Returns a specific component index (defined by compnum) of the variable element's component which is currently in the assigment procedure of a function like setmatcomp. The function can be called only in the specific situation where a component of a variable's element is being assigned by a function like setmatcomp.

If the value of compnum is zero, the function returns the number of dimensions of a variable element (e.g. 2 for matrices, 1 for vectors, 0 for scalars).

Example:

Let us have a matrix variable m of dimensions 3*2 where all its elements are 2 by 2 matrices. and let us execute the command

setmatcomp { m[3] 10 * varindex[1] + varindex[2] + 0.1 * varcomponent[1] + 0.01 * varcomponent[2] }

The command affects matrix elements m[3,1] and m[3,2] and sets their components to the following values:

m[3,1]: {{31.11, 31.12}, {31.21, 31.22}}

m[3,2]: {{32.11, 32.12}, {32.21, 32.22}}

1.5 Matrix Variables

Matrix variables hold matrix objects. These are two-dimensional arrays of decimal numbers. Both dimensions of an array are also a part of a matrix object.

Elements of matrix variables can be empty (uninitialised) which means that they contain no data.

1.5.1 File Interpreter’s Functions for Manipulation of Matrix Variables

1.5.1.1 newmatrix { varname < [ dim1, dim2, ... ] > }

Creates a new matrix variable named varname with dimensions dim1, dim2, etc. It does not initialise variable elements. The rank of the created matrix variable equals the number of specified dimensions (dim1, dim2, etc.). If no dimensions are specified, a variable with rank 0 is created. If a matrix variable named varname already exists, it is firs deleted (together with its elements).

Explanation:

The shell’s variables can hold multi-dimensional tables of objects of a given type (matrices in this case). Variable dimensions refer to the dimensions of such table, and variable rank is the number of these dimensions.

1.5.1.2 dimmatrix { varname < [ dim1, dim2, ... ] > }

The same a newmatrix, except that if a matrix variable named varname with proper dimensions already exists, it does not delete it.

1.5.1.3 setmatrix { elspec matspec }

Sets a matrix element specified by elspec to the values specified by matspec. The specification of a matrix element elspec consists of a variable name and an optional index list in square brackets, e.g. m1[2,3]. The index list is not necessary if the rank of the matrix variable is 0.

elspec must address an existing matrix element, except if no indices are specified. In this case a matrix variable of rank 0 is created before the matrix element is set.

# DATA SUPPLIED
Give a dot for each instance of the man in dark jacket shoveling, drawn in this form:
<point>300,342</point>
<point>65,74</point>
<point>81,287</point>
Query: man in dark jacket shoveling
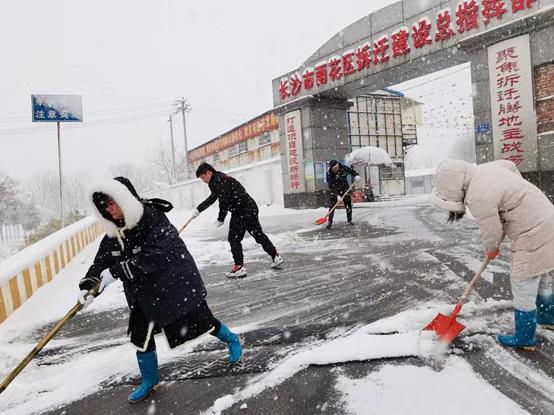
<point>162,284</point>
<point>244,216</point>
<point>337,180</point>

# REQUIRED TASKS
1. Reproduce the entry above, the one about the man in a dark jacket shoveling, line for line, and omit its picture.
2. Resume the passage on matrix variable functions, starting after its final sentence.

# RESPONSES TO THE TASKS
1.
Give a dot for each instance of the man in dark jacket shoveling, drawn in this form:
<point>300,342</point>
<point>65,74</point>
<point>81,287</point>
Query: man in dark jacket shoveling
<point>162,284</point>
<point>244,216</point>
<point>337,180</point>

2.
matspec specifies the contents, which are assigned to a matrix element. Matrix dimensions and components are normally specified in matspec. Alternatively, only dimensions, individual components, or groups of components can be specified in matspec. If only dimensions are specified, they must be followed by an empty curly bracket.

If matrix dimensions are specified in matspec, then if the matrix element specified by elspec already exists, but has wrong dimensions, it is deleted and created again with the right dimensions. If matrix element is not yet initialised, it is created anew. If it exists and has the right dimensions, it is not changed before the components are read.

Just components can be specified in matspec only if the matrix element specified by elspec already exists with the right dimensions.

All matrix components can be specified in matspec, but alternatively only one or only few components can be specified. In this case the components which are not specified remain the same. If these components have not been specified before, they will have indefinite values.

The standard format of matspec is the following:

dim1 dim2 { {1 1 : comp_1,1 } {1 2 : comp_1,2 } ... {2 1 : comp_2,1 } ... }

where dim1 and dim2 are the number of rows and columns, respectively, and comp_1,1, comp_1,2, etc., are matrix components. In the brackets where we specify components, component indices (i.e. the row number and the column number) are specified on the left side of a colon.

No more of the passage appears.